** BEGIN **

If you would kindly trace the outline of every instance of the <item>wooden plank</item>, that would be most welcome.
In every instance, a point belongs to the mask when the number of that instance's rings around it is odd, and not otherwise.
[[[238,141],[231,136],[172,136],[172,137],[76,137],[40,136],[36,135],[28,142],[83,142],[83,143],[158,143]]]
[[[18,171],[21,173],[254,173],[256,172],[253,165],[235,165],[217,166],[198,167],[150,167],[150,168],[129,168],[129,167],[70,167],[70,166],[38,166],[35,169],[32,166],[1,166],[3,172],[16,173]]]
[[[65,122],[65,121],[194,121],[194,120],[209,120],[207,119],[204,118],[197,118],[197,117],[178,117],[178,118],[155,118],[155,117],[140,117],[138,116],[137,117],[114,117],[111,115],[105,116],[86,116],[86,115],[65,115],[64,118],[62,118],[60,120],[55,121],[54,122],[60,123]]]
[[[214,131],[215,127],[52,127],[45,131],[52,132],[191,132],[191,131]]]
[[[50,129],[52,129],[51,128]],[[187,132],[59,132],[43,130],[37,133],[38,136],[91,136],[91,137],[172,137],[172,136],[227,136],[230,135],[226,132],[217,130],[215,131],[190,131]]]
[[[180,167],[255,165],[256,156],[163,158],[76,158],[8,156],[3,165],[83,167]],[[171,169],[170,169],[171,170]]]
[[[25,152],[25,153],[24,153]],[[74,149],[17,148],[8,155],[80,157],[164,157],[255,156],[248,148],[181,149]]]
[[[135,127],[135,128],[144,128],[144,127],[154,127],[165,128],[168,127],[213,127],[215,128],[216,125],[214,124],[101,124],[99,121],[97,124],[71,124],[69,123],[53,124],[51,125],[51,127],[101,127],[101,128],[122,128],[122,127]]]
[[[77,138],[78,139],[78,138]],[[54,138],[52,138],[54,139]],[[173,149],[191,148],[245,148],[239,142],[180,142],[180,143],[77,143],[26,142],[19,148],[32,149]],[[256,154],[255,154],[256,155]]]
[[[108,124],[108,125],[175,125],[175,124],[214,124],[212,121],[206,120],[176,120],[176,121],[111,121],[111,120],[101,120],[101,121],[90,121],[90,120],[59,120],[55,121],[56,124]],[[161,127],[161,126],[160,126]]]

** END **

| TASK DESCRIPTION |
Count the lines in the material above containing the word "that", and reply with the number alone.

| ANSWER TO THE PROBLEM |
2